* **What is being asked**: Pictures stay out of the copy. Transcribe exactly the lines from the line with "mark the dark green" through the final line of the records.

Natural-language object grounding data
******

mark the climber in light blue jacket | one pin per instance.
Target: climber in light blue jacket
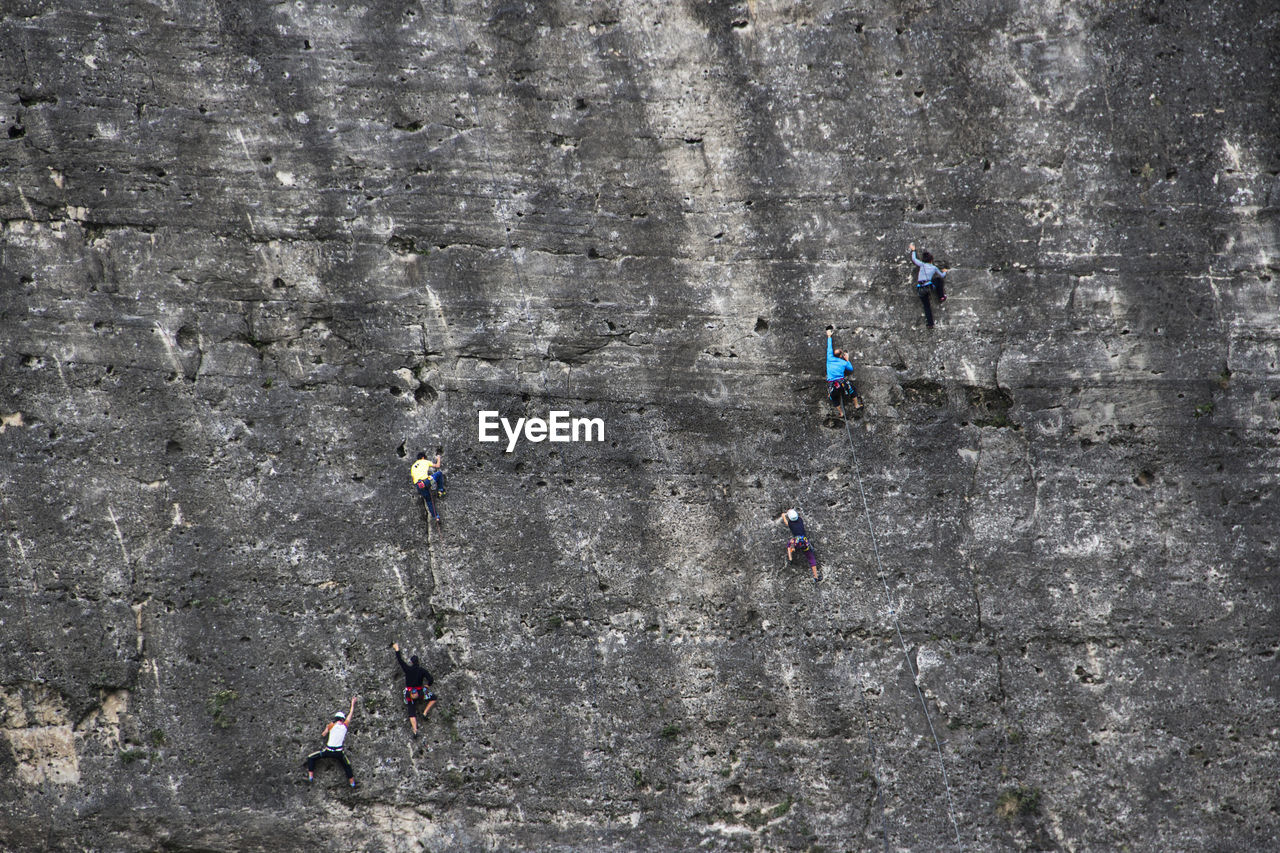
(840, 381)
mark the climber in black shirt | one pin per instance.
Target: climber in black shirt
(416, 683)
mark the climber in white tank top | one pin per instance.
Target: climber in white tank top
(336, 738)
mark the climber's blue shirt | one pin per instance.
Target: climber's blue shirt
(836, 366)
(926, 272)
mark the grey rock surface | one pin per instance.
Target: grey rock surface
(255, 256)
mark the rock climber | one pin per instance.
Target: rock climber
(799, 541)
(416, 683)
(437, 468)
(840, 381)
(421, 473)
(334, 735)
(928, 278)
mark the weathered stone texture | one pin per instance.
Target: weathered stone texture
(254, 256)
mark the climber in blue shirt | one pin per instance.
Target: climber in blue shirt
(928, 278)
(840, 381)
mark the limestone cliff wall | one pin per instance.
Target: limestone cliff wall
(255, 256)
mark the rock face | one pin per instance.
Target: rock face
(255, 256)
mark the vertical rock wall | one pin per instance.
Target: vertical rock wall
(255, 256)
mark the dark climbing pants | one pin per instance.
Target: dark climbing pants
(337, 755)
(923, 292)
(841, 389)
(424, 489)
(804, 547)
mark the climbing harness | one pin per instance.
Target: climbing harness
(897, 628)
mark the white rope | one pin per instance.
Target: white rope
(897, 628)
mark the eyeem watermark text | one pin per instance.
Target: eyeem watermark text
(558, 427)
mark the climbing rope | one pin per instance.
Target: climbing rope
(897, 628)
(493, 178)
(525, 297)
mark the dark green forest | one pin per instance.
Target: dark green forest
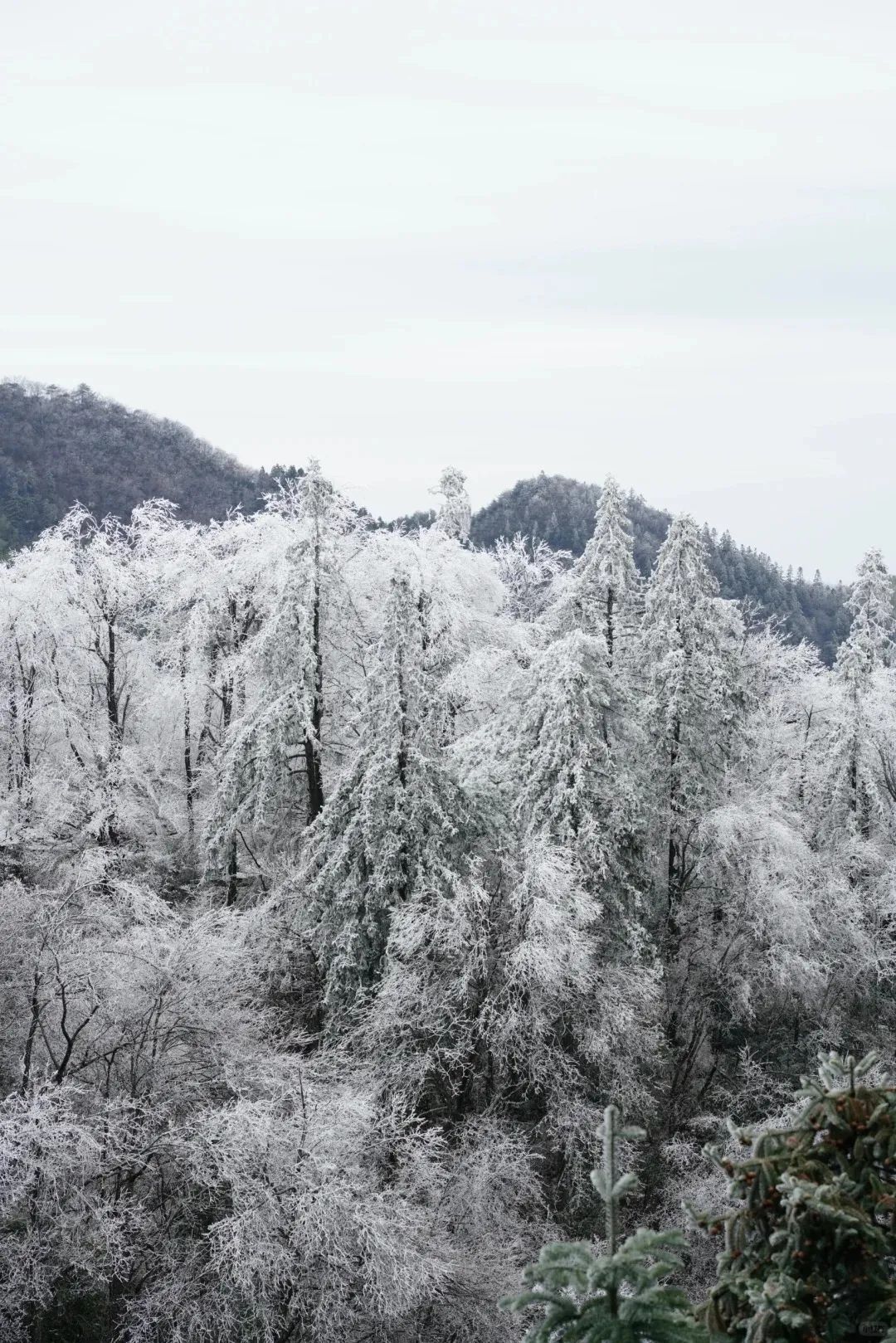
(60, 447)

******

* **Finished exercise**:
mark the dark green forest | one pin per instance.
Target: dark green forest
(60, 447)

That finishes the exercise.